Final Words

The launch of the Radeon HD 7970 has presented us with a great deal of data and even more subjects to consider, so it’s difficult in the best of times to try to whittle this down to a single conclusion. Nevertheless, based on our testing I believe there are two distinct conclusions to be drawn: the case for gaming, and the case for computing.

Gaming

At the end of the day the 7970 is specifically targeted as a gaming workhorse. Regardless of any architecture changes, what’s important is how fast the card is, how much it costs, whether it works correctly, and what its physical attributes are like. With respect to all of these aspects AMD has made an acceptable card, but this is not a groundbreaking product like we’ve seen in the past.

The fact of the matter is that since 2008 we’ve become spoiled by AMD’s aggressive pricing. More than anything else the low prices of the Radeon HD 4870 and Radeon HD 5870 made those products superstars thanks to their performance for the price and their undercutting of NVIDIA’s competing cards. The Radeon HD 5870 was definitely fast, but at $379 it was a steal, which is part of the reason prices for it never stabilized at that low a level.

# REQUIRED WORK:
[1] Repeat the passage of the Radeon HD 7970 review excerpt starting at "At the end of" and ending at "low a level.".
[2] In the Radeon HD 7970 review excerpt, what price is given for the Radeon HD 5870?
[3] Summarize the Radeon HD 7970 review excerpt in two sentences.
The data that comes after this Radeon HD 7970 review excerpt has no connection to it.

# DATA ENTRIES:
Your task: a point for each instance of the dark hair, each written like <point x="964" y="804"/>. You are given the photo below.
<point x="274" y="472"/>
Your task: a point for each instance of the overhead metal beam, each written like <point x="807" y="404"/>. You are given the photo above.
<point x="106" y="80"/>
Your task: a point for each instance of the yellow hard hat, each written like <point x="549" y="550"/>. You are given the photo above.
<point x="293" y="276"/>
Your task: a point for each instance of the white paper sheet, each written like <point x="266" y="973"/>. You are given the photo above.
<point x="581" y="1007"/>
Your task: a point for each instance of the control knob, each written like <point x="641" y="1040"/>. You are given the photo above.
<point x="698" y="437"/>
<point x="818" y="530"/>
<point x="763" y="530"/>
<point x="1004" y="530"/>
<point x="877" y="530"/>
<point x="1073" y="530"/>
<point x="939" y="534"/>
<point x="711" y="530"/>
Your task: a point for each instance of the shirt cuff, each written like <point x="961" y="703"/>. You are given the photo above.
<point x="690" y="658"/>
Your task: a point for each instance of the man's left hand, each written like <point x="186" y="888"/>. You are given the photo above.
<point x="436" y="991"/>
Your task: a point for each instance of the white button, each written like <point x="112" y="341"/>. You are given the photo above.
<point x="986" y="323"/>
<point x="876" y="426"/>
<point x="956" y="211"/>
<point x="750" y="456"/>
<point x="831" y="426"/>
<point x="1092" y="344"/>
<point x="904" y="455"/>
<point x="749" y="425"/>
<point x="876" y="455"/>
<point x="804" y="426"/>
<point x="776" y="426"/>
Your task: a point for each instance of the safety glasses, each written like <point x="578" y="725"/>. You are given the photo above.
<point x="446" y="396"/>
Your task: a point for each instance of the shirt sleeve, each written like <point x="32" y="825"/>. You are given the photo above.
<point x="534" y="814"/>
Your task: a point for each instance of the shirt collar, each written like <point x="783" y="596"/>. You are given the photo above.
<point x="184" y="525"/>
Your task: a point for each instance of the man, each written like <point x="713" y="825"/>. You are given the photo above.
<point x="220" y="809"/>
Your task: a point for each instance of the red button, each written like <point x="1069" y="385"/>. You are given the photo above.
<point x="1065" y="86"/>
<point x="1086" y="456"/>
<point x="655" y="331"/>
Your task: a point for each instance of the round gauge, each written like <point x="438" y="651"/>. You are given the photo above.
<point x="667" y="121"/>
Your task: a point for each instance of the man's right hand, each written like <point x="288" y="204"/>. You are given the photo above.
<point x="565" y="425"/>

# IN RESPONSE:
[1]
At the end of the day the 7970 is specifically targeted as a gaming workhorse. Regardless of any architecture changes, what’s important is how fast the card is, how much it costs, whether it works correctly, and what its physical attributes are like. With respect to all of these aspects AMD has made an acceptable card, but this is not a groundbreaking product like we’ve seen in the past.

The fact of the matter is that since 2008 we’ve become spoiled by AMD’s aggressive pricing. More than anything else the low prices of the Radeon HD 4870 and Radeon HD 5870 made those products superstars thanks to their performance for the price and their undercutting of NVIDIA’s competing cards. The Radeon HD 5870 was definitely fast, but at $379 it was a steal, which is part of the reason prices for it never stabilized at that low a level.

[2] $379

[3] The Radeon HD 7970 is targeted as a gaming workhorse, and AMD has made an acceptable card in speed, cost, correct operation and physical attributes, but not a groundbreaking one. Since 2008, AMD's aggressive pricing has spoiled buyers, as the low prices of the Radeon HD 4870 and Radeon HD 5870 made those cards superstars by undercutting NVIDIA's competing products.